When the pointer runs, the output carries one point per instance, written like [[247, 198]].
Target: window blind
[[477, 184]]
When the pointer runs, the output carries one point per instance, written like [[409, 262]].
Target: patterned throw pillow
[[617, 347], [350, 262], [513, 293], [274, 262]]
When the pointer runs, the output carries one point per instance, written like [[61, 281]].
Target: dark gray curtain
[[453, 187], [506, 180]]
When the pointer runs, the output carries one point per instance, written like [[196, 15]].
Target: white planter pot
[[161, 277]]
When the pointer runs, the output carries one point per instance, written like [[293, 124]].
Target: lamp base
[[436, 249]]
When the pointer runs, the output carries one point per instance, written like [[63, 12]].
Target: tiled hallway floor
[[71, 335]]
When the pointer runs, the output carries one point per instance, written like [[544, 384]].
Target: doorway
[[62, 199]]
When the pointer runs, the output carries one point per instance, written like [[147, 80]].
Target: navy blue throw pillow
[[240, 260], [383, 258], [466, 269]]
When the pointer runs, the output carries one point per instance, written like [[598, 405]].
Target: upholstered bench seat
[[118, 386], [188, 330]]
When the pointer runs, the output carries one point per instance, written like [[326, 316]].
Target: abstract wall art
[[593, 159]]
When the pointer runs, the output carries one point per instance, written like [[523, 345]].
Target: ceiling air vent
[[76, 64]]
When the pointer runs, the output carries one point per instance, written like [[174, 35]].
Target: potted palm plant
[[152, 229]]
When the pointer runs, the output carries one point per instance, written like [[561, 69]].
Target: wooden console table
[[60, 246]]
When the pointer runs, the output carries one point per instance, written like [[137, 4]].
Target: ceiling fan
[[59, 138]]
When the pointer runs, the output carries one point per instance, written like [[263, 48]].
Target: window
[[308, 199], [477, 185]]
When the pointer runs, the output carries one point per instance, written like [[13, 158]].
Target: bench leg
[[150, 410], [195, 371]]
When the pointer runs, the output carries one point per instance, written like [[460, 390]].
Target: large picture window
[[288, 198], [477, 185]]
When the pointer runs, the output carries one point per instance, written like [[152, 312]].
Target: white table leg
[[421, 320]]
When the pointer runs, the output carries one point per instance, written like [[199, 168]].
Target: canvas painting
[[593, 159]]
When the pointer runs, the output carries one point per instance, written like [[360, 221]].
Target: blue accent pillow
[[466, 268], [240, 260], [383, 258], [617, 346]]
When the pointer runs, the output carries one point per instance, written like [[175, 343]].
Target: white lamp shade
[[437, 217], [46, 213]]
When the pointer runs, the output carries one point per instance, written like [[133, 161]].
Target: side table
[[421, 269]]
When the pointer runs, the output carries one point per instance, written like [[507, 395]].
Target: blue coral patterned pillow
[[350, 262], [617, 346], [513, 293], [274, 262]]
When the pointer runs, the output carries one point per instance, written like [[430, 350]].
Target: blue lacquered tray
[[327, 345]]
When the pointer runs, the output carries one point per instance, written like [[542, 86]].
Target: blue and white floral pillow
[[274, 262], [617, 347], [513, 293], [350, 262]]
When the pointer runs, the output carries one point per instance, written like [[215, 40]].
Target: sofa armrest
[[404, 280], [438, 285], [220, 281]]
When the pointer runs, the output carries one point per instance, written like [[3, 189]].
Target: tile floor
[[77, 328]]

---+---

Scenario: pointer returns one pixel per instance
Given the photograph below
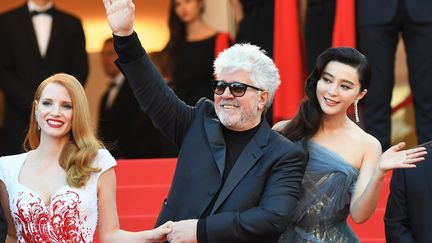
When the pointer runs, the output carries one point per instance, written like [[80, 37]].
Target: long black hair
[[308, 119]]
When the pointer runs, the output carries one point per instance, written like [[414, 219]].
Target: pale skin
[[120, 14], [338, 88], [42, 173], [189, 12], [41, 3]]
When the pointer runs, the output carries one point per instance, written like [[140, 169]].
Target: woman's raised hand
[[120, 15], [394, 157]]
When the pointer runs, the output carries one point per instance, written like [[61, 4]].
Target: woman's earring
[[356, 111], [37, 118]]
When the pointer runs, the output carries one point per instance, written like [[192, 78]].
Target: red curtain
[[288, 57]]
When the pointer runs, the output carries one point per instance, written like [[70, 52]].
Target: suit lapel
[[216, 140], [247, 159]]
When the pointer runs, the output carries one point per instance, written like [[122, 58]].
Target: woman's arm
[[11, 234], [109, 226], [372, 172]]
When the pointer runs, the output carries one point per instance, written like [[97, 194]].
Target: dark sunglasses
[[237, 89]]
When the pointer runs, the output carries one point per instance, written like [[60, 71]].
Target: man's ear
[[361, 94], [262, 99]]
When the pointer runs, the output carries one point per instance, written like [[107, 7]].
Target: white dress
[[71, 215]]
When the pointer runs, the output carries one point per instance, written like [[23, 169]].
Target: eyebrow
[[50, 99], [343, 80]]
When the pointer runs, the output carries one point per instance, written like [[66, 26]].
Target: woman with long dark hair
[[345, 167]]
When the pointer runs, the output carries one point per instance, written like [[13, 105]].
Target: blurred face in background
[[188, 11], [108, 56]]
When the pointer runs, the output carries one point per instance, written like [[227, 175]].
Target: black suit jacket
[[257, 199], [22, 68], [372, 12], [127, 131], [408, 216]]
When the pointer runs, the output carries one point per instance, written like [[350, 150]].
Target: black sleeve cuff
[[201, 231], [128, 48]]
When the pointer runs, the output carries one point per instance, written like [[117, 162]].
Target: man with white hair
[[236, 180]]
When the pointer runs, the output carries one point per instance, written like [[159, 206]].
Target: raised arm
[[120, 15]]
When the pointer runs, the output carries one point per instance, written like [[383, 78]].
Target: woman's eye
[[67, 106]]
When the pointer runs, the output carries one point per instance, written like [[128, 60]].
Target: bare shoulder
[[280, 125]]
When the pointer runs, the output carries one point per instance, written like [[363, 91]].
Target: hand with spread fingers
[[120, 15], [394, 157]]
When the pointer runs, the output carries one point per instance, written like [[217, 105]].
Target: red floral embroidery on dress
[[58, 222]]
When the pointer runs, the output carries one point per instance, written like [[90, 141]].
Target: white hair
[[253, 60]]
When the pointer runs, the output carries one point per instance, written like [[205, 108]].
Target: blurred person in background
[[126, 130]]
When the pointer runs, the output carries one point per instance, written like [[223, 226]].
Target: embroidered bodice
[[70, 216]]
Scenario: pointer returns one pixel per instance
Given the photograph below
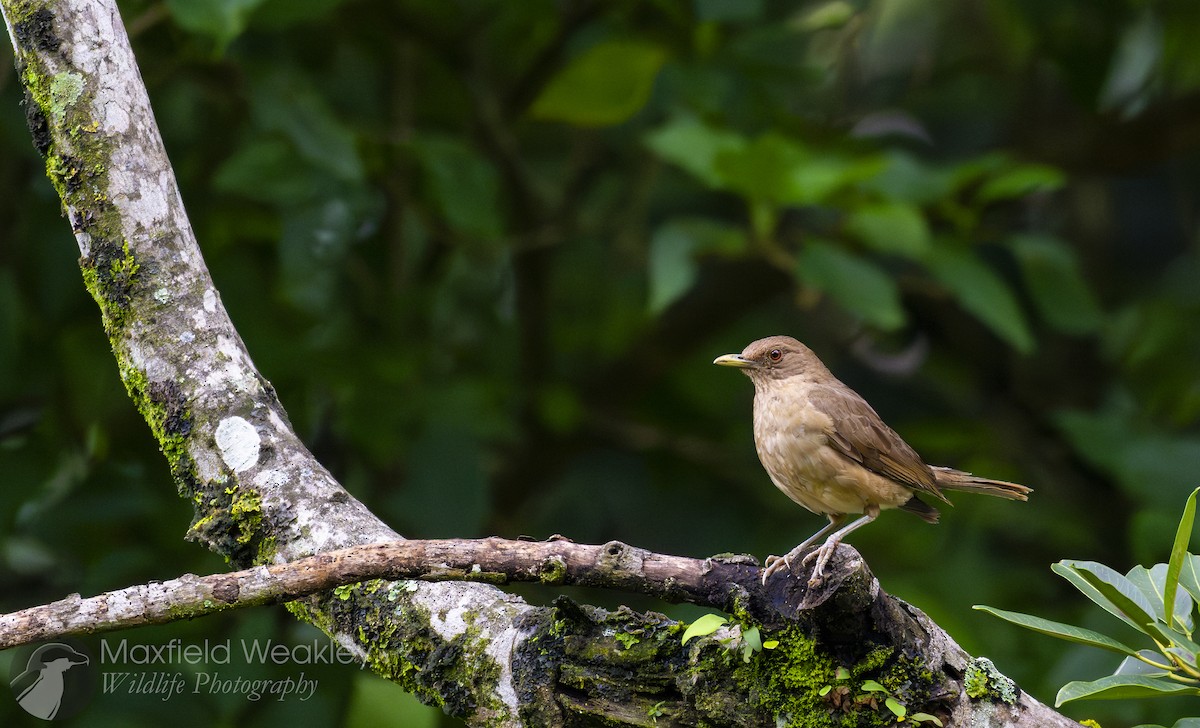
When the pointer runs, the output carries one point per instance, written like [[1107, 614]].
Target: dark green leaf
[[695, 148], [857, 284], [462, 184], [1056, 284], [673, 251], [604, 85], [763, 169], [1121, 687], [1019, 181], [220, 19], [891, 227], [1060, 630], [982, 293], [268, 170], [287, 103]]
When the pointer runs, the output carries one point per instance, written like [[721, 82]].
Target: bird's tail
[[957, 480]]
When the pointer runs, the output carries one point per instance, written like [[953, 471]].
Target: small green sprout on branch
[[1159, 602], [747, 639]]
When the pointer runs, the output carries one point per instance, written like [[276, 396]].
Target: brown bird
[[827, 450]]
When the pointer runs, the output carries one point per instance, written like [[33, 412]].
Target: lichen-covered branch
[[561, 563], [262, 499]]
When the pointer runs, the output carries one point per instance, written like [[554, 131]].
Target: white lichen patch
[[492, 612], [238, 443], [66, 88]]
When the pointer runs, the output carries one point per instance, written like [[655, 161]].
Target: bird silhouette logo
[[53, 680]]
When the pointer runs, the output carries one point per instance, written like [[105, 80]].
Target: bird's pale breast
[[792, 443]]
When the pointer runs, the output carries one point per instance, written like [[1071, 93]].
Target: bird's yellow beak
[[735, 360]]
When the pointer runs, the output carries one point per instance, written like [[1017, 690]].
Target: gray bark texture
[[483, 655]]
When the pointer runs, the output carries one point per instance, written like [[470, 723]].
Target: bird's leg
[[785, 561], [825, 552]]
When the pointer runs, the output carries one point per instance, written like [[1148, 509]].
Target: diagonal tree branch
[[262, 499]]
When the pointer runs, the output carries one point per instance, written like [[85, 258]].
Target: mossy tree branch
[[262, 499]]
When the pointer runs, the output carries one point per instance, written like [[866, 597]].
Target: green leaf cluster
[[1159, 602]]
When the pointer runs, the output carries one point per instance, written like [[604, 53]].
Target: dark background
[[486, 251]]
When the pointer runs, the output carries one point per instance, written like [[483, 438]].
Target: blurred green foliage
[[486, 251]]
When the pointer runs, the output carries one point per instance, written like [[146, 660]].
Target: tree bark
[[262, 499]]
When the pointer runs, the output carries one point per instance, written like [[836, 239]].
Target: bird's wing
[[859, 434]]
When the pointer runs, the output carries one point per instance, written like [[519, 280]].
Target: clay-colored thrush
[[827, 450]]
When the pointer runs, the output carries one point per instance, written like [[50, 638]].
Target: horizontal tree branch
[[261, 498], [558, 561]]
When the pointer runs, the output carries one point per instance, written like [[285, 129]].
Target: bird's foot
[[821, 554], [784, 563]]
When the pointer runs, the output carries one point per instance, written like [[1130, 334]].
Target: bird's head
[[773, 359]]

---+---

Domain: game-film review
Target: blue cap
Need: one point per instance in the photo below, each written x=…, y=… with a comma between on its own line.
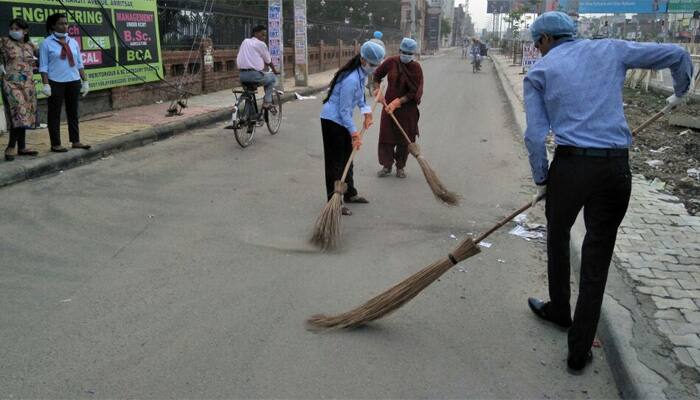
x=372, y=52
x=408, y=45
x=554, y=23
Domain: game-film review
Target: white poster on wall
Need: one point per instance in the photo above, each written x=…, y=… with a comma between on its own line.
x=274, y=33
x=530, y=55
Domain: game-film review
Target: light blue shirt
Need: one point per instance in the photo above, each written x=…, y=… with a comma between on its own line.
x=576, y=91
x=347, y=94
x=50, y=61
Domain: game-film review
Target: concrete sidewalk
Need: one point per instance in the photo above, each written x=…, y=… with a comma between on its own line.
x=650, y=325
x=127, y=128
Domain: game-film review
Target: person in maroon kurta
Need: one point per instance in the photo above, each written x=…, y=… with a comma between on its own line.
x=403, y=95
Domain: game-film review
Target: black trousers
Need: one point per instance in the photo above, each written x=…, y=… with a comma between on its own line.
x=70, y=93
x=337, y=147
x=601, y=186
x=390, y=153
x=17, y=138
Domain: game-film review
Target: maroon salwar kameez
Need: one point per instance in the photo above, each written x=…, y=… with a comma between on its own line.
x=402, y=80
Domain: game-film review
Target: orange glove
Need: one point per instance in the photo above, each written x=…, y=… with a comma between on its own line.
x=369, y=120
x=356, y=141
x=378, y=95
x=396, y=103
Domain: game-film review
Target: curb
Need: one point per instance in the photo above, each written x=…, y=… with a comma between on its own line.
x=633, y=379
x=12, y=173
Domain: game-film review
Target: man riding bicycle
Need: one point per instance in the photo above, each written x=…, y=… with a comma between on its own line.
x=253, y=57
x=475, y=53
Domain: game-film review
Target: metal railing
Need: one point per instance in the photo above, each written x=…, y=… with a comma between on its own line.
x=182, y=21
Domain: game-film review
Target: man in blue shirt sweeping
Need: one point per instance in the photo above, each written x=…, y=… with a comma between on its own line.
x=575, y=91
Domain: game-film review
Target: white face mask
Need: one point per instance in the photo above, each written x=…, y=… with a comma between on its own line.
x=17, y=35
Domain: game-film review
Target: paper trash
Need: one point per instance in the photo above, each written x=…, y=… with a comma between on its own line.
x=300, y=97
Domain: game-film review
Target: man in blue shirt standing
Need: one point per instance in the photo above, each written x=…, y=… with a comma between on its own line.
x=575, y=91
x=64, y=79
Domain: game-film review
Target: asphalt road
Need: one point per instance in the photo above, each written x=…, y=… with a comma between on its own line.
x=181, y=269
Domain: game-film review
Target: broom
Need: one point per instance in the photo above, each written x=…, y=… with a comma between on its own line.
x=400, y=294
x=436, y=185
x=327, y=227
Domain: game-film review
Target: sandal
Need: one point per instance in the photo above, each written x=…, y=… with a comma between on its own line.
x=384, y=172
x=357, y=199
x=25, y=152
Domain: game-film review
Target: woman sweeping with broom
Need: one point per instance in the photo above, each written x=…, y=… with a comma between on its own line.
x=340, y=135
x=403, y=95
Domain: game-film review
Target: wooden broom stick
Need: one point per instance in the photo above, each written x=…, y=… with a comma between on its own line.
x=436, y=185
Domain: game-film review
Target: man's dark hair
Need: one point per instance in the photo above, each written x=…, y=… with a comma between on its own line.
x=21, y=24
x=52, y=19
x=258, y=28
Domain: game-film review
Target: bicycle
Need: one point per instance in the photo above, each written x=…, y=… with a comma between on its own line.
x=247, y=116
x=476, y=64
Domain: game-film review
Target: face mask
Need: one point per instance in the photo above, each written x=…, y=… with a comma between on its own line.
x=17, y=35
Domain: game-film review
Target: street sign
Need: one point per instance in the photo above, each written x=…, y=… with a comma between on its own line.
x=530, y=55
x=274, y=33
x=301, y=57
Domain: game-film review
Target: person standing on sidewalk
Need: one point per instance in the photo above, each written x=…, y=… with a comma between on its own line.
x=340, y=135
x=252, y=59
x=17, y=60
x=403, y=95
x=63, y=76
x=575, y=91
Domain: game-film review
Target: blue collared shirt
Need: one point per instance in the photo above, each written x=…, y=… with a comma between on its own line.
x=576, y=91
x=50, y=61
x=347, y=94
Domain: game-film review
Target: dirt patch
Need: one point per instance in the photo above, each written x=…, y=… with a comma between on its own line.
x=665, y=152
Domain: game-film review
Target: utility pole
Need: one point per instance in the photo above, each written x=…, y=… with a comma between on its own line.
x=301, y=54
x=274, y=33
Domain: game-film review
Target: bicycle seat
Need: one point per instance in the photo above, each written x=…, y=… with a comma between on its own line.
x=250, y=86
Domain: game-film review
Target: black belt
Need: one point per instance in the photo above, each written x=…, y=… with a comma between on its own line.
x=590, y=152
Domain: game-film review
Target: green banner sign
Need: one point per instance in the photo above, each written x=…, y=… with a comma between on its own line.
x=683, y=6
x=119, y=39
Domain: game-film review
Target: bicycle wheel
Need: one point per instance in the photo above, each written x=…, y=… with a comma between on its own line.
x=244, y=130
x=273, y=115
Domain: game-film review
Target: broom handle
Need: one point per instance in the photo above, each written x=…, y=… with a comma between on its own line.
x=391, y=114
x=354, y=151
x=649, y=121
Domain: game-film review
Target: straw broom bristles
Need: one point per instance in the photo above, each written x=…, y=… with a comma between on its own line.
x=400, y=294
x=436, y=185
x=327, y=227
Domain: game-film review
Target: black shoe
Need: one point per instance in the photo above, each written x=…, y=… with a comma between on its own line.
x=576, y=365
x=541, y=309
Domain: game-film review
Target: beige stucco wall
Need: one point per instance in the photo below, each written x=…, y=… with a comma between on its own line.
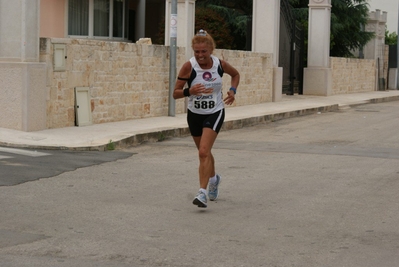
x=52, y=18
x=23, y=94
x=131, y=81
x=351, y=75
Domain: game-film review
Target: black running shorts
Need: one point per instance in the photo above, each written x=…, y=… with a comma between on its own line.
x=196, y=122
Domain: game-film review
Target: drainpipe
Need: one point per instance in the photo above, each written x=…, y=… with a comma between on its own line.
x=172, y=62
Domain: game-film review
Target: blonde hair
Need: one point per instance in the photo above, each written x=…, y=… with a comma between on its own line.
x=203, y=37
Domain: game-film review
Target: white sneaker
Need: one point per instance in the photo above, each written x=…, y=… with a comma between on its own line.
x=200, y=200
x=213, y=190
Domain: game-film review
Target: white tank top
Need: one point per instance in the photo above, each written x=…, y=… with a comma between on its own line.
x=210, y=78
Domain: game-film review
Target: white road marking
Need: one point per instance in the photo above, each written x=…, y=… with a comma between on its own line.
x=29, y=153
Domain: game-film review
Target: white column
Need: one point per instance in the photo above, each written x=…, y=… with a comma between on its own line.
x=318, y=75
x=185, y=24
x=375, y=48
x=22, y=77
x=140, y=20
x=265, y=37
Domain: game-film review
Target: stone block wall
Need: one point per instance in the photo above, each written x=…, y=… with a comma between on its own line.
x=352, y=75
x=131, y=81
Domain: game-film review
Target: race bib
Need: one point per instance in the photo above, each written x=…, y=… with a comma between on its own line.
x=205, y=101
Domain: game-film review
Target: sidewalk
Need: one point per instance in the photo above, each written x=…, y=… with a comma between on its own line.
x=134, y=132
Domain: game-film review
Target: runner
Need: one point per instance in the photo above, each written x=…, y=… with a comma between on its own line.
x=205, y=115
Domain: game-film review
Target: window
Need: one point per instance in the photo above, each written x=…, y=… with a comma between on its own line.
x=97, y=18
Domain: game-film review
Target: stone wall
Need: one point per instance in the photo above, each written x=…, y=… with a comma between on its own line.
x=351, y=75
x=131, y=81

---+---

> _EXERCISE_: Restate word for word the entries above from the line with "Target: sandal" through the line with "Target: woman sweeping with broom", inclusive, leaving out everything else.

> _TASK OUTPUT_:
Target: sandal
Need: one point per instance in the photo above, each written x=…, y=… with a comma between on its own line.
x=384, y=172
x=357, y=199
x=25, y=152
Domain: game-film review
Target: woman sweeping with broom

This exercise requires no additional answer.